*Given text*
=======
María Mercedes Aizpurua Arzallus (born 18 January 1960) is a Spanish journalist and politician from the Basque Country who currently serves as Member of the Congress of Deputies of Spain.

Early life
Aizpurua was born on 18 January 1960 in Usurbil, Basque Country. She has a Bachelor of Information Science degree.

Career
Aizpurua was editor of the Egin newspaper and Punto y Hora de Euskal Herria magazine. In September 1983 Punto y Hora published an editorial on Basque separatist "soldiers" and an interview with a brother of an ETA separatist killed whilst handling an explosive device in Tafalla, Navarre. In October 1984 the Audiencia Nacional convicted Aizpurua of "supporting terrorism" and sentenced her to one year in prison and barred her from working as a journalist for one year.

Aizpurua was a journalist at the Gara newspaper since its establishment in 1999 and was a director from 1999 to 2004. In June 2001 she was interrogated by Audiencia Nacional judge Baltasar Garzón after Gara published an interview with two ETA leaders. The case against Aizpurua was finally dropped in March 2004.
=======
*Actions to take*
[1] Output everything in the Aizpurua biography from "Aizpurua was a" down to "in March 2004.", word for word.
[2] Answer these questions from the Aizpurua biography:
(a) In which town was Aizpurua born?
(b) What prison sentence did the Audiencia Nacional give her in October 1984?
(c) In what month and year was the case against her finally dropped?
Rely only on the Aizpurua biography above.
=======
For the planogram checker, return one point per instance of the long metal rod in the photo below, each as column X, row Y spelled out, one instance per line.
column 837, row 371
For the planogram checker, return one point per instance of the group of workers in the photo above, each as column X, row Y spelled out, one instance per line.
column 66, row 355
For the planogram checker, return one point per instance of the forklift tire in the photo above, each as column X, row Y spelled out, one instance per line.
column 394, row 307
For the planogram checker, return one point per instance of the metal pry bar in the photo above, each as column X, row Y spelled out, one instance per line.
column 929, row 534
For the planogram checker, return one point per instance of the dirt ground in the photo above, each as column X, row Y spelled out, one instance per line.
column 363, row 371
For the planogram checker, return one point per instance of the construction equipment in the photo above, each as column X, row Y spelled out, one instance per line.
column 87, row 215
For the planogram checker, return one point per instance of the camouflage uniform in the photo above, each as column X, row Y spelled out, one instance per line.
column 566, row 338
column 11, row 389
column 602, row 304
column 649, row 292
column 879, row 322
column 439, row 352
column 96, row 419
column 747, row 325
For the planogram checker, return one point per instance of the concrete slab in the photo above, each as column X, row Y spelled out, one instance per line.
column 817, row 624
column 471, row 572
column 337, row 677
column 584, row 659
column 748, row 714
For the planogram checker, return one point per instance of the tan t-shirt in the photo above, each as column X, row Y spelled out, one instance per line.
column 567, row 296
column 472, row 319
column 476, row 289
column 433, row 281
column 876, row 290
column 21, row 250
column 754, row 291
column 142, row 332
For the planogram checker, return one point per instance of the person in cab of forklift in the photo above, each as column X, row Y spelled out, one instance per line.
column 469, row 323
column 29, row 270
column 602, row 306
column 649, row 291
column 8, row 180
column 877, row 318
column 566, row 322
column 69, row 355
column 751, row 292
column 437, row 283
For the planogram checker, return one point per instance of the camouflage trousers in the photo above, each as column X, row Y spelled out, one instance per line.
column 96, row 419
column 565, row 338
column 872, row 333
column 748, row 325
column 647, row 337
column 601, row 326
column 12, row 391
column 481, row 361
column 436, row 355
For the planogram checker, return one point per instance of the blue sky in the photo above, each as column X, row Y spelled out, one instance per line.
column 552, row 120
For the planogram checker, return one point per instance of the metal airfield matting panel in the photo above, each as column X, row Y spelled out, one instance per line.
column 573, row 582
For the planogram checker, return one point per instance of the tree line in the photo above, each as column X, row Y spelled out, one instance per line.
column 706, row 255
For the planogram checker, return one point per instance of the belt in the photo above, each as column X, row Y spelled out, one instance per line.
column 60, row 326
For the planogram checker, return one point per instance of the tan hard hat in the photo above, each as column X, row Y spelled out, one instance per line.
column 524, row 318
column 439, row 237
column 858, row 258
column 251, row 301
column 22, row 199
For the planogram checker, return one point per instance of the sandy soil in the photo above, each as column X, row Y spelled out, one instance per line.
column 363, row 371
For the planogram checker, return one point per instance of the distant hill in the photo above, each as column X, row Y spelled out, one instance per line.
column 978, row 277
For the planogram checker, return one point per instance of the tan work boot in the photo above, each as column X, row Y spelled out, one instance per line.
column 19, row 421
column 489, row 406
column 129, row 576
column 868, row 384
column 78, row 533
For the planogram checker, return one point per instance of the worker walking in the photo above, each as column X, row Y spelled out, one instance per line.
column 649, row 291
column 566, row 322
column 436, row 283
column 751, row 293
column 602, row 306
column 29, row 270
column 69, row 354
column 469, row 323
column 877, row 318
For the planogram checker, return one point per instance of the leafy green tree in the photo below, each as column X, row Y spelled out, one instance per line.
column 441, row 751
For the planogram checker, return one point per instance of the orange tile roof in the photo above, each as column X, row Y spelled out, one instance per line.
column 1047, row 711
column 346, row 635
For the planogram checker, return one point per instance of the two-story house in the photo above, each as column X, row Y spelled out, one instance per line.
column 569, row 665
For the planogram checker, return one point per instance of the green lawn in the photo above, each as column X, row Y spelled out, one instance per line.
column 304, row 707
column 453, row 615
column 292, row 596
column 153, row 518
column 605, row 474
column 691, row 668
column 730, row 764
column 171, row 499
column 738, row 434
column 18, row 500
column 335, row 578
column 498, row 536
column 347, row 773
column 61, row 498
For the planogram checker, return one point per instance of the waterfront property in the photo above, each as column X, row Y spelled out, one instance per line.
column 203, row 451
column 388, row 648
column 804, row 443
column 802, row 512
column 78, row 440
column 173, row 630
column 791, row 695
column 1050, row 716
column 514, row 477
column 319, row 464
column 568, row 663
=======
*Responses by item number*
[1]
Aizpurua was a journalist at the Gara newspaper since its establishment in 1999 and was a director from 1999 to 2004. In June 2001 she was interrogated by Audiencia Nacional judge Baltasar Garzón after Gara published an interview with two ETA leaders. The case against Aizpurua was finally dropped in March 2004.

[2]
(a) Usurbil, Basque Country
(b) One year in prison
(c) March 2004